Rewrite the entries below with "a point for each instance" changed to "one point per instance" wherever it occurs, keeping every other line as it is.

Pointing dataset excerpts
----------
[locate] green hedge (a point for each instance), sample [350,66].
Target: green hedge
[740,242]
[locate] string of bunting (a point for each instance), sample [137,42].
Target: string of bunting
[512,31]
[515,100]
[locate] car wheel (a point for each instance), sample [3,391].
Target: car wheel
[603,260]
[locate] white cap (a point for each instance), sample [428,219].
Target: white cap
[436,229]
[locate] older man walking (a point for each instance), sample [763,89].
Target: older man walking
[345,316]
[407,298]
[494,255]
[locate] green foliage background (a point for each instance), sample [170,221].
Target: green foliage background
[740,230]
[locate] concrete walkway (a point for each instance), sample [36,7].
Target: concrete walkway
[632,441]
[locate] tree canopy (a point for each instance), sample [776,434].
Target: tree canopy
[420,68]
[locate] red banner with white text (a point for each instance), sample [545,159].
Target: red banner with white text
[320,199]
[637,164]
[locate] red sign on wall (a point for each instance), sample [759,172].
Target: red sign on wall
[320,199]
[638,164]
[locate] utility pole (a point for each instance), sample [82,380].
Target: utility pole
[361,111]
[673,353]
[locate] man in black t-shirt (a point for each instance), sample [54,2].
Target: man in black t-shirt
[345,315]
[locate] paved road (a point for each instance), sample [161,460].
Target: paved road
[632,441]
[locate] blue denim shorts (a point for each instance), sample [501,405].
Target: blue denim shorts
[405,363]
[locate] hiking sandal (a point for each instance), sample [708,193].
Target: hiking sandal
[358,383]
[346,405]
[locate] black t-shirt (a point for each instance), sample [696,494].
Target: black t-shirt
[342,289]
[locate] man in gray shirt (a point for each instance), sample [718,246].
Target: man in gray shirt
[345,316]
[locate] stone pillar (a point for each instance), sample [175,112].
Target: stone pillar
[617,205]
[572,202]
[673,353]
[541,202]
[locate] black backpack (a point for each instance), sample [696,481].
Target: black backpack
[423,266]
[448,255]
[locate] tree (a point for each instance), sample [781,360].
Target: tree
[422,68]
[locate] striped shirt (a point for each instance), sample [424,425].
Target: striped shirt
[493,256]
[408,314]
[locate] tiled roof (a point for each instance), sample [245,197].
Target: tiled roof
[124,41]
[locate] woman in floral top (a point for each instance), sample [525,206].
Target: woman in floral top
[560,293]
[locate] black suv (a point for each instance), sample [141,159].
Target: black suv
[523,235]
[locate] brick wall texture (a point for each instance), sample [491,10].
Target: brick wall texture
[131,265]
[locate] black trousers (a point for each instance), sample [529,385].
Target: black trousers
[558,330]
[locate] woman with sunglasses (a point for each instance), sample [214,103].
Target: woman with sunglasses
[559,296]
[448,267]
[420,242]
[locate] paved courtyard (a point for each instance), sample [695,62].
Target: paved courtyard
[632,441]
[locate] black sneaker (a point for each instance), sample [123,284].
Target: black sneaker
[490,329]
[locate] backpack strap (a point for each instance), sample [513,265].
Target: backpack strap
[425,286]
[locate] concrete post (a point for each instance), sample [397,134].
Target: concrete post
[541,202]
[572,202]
----------
RIGHT ANSWER:
[locate] green hedge (one point per instance), sample [350,66].
Target: green hedge
[740,242]
[locate] string of bunting (one point per instance), sample [137,42].
Target: string of bunting
[512,31]
[515,100]
[locate] car wheel (one point per instance), sample [3,391].
Target: car wheel
[603,260]
[locate] white cap (one point per instance), sample [428,219].
Target: white cap
[436,229]
[locate] older man walking (one point per instance), sample [763,89].
Target: older man walking
[345,316]
[407,298]
[494,255]
[locate] green foliage background (one point per instance), sample [170,221].
Target: green foliage background
[740,230]
[locate] concrete walkway (one point per instance), sample [36,7].
Target: concrete walkway
[632,441]
[locate] tree canopy (one point per instance), sample [776,434].
Target: tree canopy
[420,68]
[locate] red banner with white text (one point per instance), sample [545,159].
Target: red banner with white text
[320,199]
[637,164]
[locate] red sign on wall (one point per instance), sample [759,172].
Target: red sign on wall
[320,199]
[638,164]
[locate] utility pole (one point per instance), sample [82,380].
Target: utility pole
[361,111]
[673,353]
[locate] man in black t-shirt (one point per instance), sample [54,2].
Target: man in black t-shirt
[345,315]
[locate] paved road (one point per instance), sample [161,460].
Target: paved road
[632,441]
[locate] blue denim shorts (one point per instance), sample [501,405].
Target: blue denim shorts
[405,363]
[locate] hiking sandal (one point per instance), sample [708,193].
Target: hiking sandal
[358,383]
[346,405]
[locate] black t-shirt (one point per instance), sample [696,494].
Target: black t-shirt
[342,289]
[locate] man in gray shirt (one point per instance), sample [718,246].
Target: man in gray shirt
[345,316]
[locate] stone pillar (one point per instance), sample [175,112].
Target: stone pillar
[617,205]
[572,202]
[673,353]
[541,202]
[locate] black backpack (one point per instance), sample [696,481].
Target: black backpack
[423,266]
[448,255]
[locate] tree (one point per instance), sample [781,360].
Target: tree
[422,68]
[locate] striped shirt (one point per instance), sample [424,425].
Target: striped shirt
[493,256]
[408,314]
[locate] tiled roof (one point per instance), sample [245,197].
Target: tiled roof
[124,41]
[locate] woman in floral top (one point per instance), sample [525,206].
Target: woman in floral top
[560,293]
[locate] black suv (one point per instance), sample [141,159].
Target: black suv
[523,235]
[locate] brick wall texture (one point per instance), sample [491,10].
Target: brick wall texture
[131,265]
[locate] black trousers (one point per instance), sample [529,385].
Target: black trousers
[558,330]
[locate] woman with sunglasses (one point per instance), sample [214,103].
Target: woman with sunglasses
[559,296]
[448,267]
[420,242]
[locate] paved courtyard (one point per instance), sample [695,62].
Target: paved courtyard
[632,441]
[locate] black sneaker (one point per instance), sample [123,284].
Target: black sneaker
[490,329]
[locate] backpack strap (one point per instance), sample [513,265].
Target: backpack strap
[425,286]
[locate] concrete post (one point per instance), sample [397,134].
Target: concrete post
[541,202]
[572,202]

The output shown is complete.